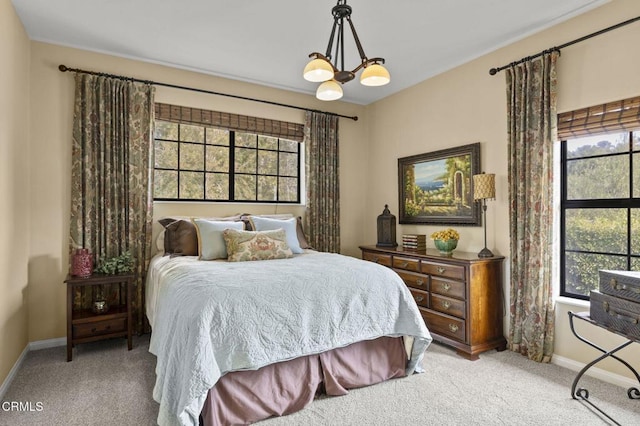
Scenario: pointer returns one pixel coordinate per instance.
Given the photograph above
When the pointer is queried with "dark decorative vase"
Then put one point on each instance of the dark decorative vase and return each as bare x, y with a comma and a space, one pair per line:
82, 263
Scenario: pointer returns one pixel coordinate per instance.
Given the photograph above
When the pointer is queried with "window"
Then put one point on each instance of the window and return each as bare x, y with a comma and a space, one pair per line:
600, 208
196, 162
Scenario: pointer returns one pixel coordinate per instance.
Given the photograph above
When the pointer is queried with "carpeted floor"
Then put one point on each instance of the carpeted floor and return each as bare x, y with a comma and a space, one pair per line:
107, 385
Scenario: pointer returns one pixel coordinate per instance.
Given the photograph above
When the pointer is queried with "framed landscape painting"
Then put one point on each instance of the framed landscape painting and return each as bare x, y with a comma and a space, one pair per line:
437, 187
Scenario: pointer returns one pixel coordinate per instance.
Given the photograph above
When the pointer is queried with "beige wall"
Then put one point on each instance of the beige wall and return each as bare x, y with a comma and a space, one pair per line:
52, 103
14, 186
468, 105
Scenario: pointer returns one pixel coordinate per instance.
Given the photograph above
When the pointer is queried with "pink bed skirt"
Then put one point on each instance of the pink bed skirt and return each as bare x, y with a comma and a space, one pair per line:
244, 397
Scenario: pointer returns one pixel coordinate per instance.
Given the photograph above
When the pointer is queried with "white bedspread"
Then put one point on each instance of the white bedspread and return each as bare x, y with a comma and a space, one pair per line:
210, 318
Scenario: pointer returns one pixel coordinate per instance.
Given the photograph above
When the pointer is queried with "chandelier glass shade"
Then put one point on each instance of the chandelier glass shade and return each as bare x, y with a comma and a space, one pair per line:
332, 75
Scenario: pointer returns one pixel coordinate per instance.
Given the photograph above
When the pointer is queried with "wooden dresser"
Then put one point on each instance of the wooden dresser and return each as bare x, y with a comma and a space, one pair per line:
460, 297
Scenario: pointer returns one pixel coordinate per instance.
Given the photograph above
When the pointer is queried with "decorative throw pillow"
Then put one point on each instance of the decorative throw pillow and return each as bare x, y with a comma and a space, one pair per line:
256, 245
180, 237
289, 225
211, 244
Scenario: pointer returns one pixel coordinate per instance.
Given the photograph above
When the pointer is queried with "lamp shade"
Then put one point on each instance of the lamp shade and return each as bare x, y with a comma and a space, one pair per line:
318, 70
329, 91
484, 186
375, 75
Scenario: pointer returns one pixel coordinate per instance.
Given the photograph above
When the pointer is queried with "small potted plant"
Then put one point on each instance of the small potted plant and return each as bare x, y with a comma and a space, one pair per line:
446, 240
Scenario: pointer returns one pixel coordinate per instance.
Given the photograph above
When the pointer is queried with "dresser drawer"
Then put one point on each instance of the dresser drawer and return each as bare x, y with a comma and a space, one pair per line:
444, 325
414, 280
447, 287
421, 297
383, 259
450, 271
448, 305
406, 263
99, 327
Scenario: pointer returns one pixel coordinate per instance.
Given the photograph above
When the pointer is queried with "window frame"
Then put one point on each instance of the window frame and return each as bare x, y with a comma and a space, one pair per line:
630, 203
231, 172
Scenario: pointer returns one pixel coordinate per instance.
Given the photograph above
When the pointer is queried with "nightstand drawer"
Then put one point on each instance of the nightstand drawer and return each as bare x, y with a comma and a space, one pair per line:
382, 259
98, 328
444, 325
447, 287
440, 269
406, 263
412, 279
421, 297
448, 305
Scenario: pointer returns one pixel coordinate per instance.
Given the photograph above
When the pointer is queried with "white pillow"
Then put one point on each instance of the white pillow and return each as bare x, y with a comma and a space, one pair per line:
211, 243
289, 226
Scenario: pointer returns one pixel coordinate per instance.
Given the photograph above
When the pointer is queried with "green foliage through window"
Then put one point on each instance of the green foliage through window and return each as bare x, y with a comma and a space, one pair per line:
600, 209
199, 163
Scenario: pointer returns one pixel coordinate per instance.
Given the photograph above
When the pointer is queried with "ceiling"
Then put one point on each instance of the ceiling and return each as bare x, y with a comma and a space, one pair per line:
268, 42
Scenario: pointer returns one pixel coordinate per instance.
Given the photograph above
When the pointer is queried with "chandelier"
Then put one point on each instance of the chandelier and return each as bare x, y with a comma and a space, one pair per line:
322, 69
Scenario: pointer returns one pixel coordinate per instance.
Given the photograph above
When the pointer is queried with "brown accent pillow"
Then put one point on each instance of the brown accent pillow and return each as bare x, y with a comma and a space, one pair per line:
180, 237
302, 239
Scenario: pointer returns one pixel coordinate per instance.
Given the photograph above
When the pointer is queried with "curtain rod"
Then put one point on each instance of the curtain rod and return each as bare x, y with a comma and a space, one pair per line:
494, 71
64, 68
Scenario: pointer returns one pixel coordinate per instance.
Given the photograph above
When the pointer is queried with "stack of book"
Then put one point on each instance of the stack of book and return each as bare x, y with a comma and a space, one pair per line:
414, 241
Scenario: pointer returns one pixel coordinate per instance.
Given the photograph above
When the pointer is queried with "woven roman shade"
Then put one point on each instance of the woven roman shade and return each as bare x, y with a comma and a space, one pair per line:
606, 118
225, 120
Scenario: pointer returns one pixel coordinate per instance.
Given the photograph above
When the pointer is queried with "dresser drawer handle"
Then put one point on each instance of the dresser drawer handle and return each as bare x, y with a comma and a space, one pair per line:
621, 287
607, 309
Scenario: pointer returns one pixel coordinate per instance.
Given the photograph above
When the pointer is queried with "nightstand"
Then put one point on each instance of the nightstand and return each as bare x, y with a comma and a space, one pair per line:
83, 325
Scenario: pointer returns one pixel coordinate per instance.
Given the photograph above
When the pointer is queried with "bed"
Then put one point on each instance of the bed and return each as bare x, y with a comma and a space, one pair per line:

________________________________________

WORK TO COMPLETE:
Restate every line of the listing exactly. Pictures are not part of the copy.

WRITTEN RESPONSE:
Scenario: pointer returns one pixel coordinate per instance.
Given the photograph above
When the pointer is queried with "dark decorative vase"
Then put one point on each instance of the dark decorative vase and return each as bare x, y with a comma and a space, one pair per line:
82, 263
Scenario: pointer returns one pixel coordinate per instance.
Given the photograph above
When the pointer is queried with "window"
Then put one point on each instance of the window and return each as bare x, y with a comma and a space, one pair per line:
600, 208
196, 162
Scenario: pointer returns one pixel coordinate per instance.
Given the photograph above
When the pointer is queried with "carpeted floor"
Then put one point on each instance of the carpeted floor and return each as bare x, y with a comma and a space, one pair per line:
107, 385
Scenario: pointer returns one pixel coordinate per instance.
Given the photograph above
When the pointer is queried with "framed landscape painting"
Then put one point on each instance of the framed landscape painting and return each as bare x, y with a comma and a space, one pair per line:
437, 187
Scenario: pointer returns one pixel coordinate per instance.
Given the photograph above
When the pointer is queried with "beige wall"
Then put one point on each instance of the beige wall and return each as bare x, y with a comma and a space, one pair per line:
52, 103
14, 186
468, 105
Scenario: pointer returns one pixel coordinate per instance.
Given the photograph above
When the pointer is queried with "pink bed skirt"
Then put one point on each instance of the pink bed skirt and return each as bare x, y with a comma and a space, one pair per line:
244, 397
Scenario: pointer returns one pixel coordinate per instance.
Given the photograph above
When the pointer is queried with "white bedspread"
Then put one point on each instance of the white bedspread and return each as bare x, y with a comma and a space, one pair per line:
210, 318
Scenario: pointer returns one pixel coordinate per instance.
Given the photograph above
When the pointer is queried with "chandelier glass shade"
Then put one point on each instance of the chandelier glass shade and return each as bare x, y with a comma and a space, one pair per line:
332, 75
Scenario: pointer returns one pixel coordinate per instance.
Given the photograph above
When the pointer is queried with "wooden dresser"
Then put one point on each instance of the wooden dresser and return each as bare x, y with a comma and a space, one pair per line:
460, 297
Scenario: pointer returns one pixel coordinate per instance.
Given the photograph above
When the pointer is queried with "decorative throw pillow"
Then put one point on each instance of the decorative throw pillow and return each as bare x, y with a comma and a space, one pair per line:
256, 245
180, 237
289, 225
211, 244
Scenario: pointer returns one pixel coordinate per instance.
Given the photograph above
When the pointer is queried with "lamp shade"
Then put one point on each instance of the lamp shade and return each as bare x, y with a comma and a space, one pair per line:
318, 70
329, 91
484, 186
375, 75
Scenario: pointer returns one pixel coordinate per instance.
Given the photograph above
When the pointer is queried with "small potted plant"
Then put one point on each instance of the small potted plant and return each as bare x, y with a comma and a space, one pair per line:
446, 240
Scenario: pointer returns one pixel coordinate per instance.
Given the photograph above
When the pointer is queried with "dresser drawer"
Then put one point on each instance of the dresser drawer and return each as bare x, y with a comma and a space, one pair per line:
444, 325
414, 280
447, 287
421, 297
383, 259
450, 271
448, 305
406, 263
99, 327
Scenario: pointer returns one pixel coordinate per instance.
Given the photograph above
When the pointer is queried with "window frame"
Then put one point on each instance of the window frame and return each as bare x, y with a comma and a space, one pair per line:
630, 203
231, 172
Scenario: pointer returns one pixel coordinate per instance.
Given the photograph above
When the pointer is queried with "nightstand drawer"
Then put one point on each instance of the nightstand drawer and return each as bare x, y with a comma and a space, one pair per line:
382, 259
98, 328
444, 325
447, 287
440, 269
406, 263
412, 279
421, 297
448, 305
Scenario: pointer returns one pixel coordinate per instance.
Given the photograph above
When the pointer is queried with "white pillow"
Then put one point on each instance of the white pillow and return each as bare x, y with a comma and a space, one pair per line:
211, 243
289, 226
Scenario: pointer returns one pixel coordinate per instance.
Given the photograph above
When the pointer is queried with "green foliage through window"
Then put one point on each instance of the green foliage through window and return each as bare x, y with a comma and a space, one pair per line:
600, 209
199, 163
Scenario: pointer returns one pixel coordinate per instance.
Given the photograph above
When the pointer is queried with "ceiling"
Then put one point on each instance of the ceiling and return each as bare x, y with a comma and a space, one pair per line:
268, 42
Scenario: pointer returns one pixel coordinate per instance.
Given the photograph above
When the pointer is queried with "chandelier"
Then put one point on each instance of the chandelier and return each as bare x, y with a comma and a space, one pair per line:
322, 69
Scenario: pointer returns one pixel coordinate per instance.
Given the photograph above
When the pointer is queried with "brown accent pillow"
Then put one point on each instance of the brown accent pillow and return each as bare x, y with a comma and a space, one pair per line:
180, 237
302, 239
Scenario: pointer returns one pixel coordinate per instance.
Given the photograph above
When the pointer is queried with "curtain rod"
Then put one point on each instance of the curtain rod and return each as bare x, y with a comma and a space, one pair per line:
494, 71
64, 68
Scenario: pointer returns one pixel coordinate per instance.
Given the photograph above
When the pointer is queried with "stack of book"
Then put one point on each instance of the stack of book and return each as bare x, y with a comma and a space, one pair per line:
414, 241
Scenario: pointer returns one pixel coordinate per instance.
Given the photograph above
When the pointer is queried with "woven roman shade"
Then put one point on each instance of the woven roman shade and return each as bare x, y with a comma and a space, one pair per line:
606, 118
225, 120
Scenario: pointer returns one pixel coordinate per instance.
Given the photograph above
When the pointer is queried with "dresser drawer handle"
Then put one point on each instance of the dresser drawer handle and return each as bare x, y with a comma and a space, one pair per line:
621, 287
607, 309
Scenario: pointer returns one pixel coordinate per instance.
Given the photograph above
When the pointer is queried with "nightstand"
Then put one point on each instance of the nightstand and return each as bare x, y with a comma and a space, one pair per line:
83, 325
Scenario: pointer returns one pixel coordinate per instance.
Given the photograph above
When the pointer is queried with "bed"
Then put one point on each instance of the bed and return each as bare x, y with a comma and a space, one pair per line:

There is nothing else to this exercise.